Working data:
_ _ _ _ _ _ _
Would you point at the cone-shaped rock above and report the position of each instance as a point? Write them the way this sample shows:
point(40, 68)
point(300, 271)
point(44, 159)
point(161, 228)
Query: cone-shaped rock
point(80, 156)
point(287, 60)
_ _ _ _ _ _ _
Exercise goal: Copy the material above line for line, keeping every word, number, and symbol unchanged.

Result:
Would you point at the cone-shaped rock above and report the position of each instance as a point? Write them the way this sample shows:
point(40, 68)
point(300, 271)
point(44, 159)
point(161, 228)
Query: cone-shaped rock
point(80, 156)
point(287, 60)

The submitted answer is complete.